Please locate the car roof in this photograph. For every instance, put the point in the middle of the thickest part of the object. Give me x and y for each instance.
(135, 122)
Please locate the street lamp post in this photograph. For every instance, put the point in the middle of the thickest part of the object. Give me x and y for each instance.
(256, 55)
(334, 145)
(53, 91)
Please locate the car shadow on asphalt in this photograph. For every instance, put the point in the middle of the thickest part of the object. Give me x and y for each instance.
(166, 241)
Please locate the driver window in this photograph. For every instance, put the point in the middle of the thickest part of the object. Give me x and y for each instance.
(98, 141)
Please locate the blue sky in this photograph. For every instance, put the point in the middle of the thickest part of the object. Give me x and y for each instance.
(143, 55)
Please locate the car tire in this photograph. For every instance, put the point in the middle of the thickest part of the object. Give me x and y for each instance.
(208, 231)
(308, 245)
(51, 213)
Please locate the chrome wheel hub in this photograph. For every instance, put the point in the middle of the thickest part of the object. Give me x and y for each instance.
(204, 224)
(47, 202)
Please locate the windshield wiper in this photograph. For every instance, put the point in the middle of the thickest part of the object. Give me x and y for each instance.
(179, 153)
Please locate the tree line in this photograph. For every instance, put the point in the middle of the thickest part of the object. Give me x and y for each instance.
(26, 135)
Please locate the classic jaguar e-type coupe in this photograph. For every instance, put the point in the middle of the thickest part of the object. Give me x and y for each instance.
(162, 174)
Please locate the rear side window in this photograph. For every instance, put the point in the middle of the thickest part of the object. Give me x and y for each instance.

---

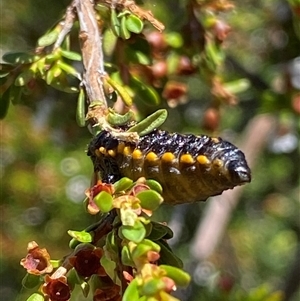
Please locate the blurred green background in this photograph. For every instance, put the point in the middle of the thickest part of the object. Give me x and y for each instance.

==

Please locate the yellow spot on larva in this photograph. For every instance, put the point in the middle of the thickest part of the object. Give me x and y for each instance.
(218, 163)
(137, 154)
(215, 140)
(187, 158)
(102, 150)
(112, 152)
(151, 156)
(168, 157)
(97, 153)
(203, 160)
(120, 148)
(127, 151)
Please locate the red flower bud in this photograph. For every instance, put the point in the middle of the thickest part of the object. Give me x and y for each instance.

**REQUEST:** Gather every line in the records above that contains the word "window", and copy each one in full.

**ANSWER TO THE EXERCISE:**
Please locate the driver window in this photograph. For every instance, put the point in the middle of the thickest part of the object. Give me x and y for each instance.
Please locate the rear side window in this photograph. For every instance, put the point in the middle of the thickest part of the object. Give me x and y for each instance.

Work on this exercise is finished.